**Stored data entries**.
------

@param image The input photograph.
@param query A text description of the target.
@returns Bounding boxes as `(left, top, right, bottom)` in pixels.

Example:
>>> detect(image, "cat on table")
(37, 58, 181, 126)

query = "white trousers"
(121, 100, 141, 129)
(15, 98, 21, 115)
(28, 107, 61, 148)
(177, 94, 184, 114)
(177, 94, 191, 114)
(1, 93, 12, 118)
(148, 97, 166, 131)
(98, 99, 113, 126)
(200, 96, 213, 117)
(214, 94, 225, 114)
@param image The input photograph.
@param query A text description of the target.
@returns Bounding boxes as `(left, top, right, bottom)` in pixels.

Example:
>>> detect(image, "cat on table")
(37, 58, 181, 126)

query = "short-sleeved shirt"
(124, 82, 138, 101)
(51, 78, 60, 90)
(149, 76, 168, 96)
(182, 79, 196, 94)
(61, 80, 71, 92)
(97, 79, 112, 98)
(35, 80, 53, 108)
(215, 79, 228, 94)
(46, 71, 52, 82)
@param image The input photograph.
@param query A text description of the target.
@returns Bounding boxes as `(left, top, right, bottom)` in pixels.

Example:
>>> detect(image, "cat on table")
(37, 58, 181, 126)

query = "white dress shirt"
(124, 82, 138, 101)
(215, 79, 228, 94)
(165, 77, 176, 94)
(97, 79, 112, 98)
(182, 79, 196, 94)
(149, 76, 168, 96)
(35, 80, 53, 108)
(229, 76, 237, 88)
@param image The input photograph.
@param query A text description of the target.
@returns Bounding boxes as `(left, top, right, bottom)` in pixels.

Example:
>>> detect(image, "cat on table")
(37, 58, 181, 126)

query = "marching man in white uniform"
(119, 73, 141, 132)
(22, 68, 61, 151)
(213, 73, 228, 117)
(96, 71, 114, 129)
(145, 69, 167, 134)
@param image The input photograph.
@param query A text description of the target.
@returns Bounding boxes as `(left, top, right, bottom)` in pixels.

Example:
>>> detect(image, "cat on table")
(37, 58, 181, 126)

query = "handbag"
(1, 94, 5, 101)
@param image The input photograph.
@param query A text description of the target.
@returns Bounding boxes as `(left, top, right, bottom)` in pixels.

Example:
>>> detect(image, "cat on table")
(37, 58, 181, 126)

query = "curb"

------

**What you have to do**.
Repeat the records above exactly.

**Exercise solution**.
@param image The input photograph.
@param query A text description of the target.
@returns Bounding boxes as `(left, top, right, bottom)` in pixels.

Example:
>>> detect(image, "cat on table")
(37, 58, 181, 126)

query = "white trousers"
(121, 100, 141, 129)
(15, 98, 21, 115)
(28, 107, 61, 148)
(177, 94, 184, 114)
(177, 94, 191, 114)
(1, 93, 12, 118)
(148, 97, 166, 131)
(98, 99, 113, 126)
(200, 96, 213, 117)
(214, 94, 225, 114)
@param image The input photograph.
@param query A text description of the target.
@returns Bounding boxes as `(left, top, right, bottom)` in pixels.

Example:
>>> detect(image, "cat on table")
(37, 58, 181, 126)

query = "short-sleeved shirt"
(124, 82, 138, 101)
(51, 78, 60, 90)
(149, 76, 168, 96)
(182, 79, 196, 94)
(61, 80, 71, 92)
(97, 79, 112, 98)
(35, 80, 53, 108)
(215, 79, 228, 94)
(46, 71, 52, 82)
@param image The input photograph.
@param query A text description of the target.
@returns Bounding boxes as `(left, top, right, bottom)` in pixels.

Example:
>>> detect(image, "cat on table")
(37, 58, 181, 126)

query = "white dress shirt"
(124, 82, 138, 101)
(215, 79, 228, 94)
(165, 77, 176, 94)
(97, 79, 112, 98)
(182, 79, 196, 94)
(149, 76, 168, 96)
(35, 80, 53, 108)
(229, 76, 237, 88)
@param image The input photograph.
@param query A text description of the target.
@returns Bounding boxes as `(left, top, right, bottom)` in pixels.

Example:
>>> detect(image, "cat on table")
(37, 58, 181, 126)

query = "marching man in white uniform"
(119, 73, 141, 132)
(22, 68, 61, 151)
(213, 73, 228, 117)
(96, 71, 114, 129)
(145, 69, 167, 134)
@param image The input photograph.
@param query A text description of the target.
@returns Bounding boxes as `(left, top, right, bottom)` in pixels.

Example:
>>> detect(image, "cat on table")
(37, 58, 181, 126)

query = "handbag"
(1, 94, 5, 101)
@param image The input photograph.
@param query A text description of the target.
@returns Bounding boxes as `(left, top, right, bottom)` in pixels.

Example:
>>> detect(image, "cat on table")
(37, 58, 181, 126)

query = "curb"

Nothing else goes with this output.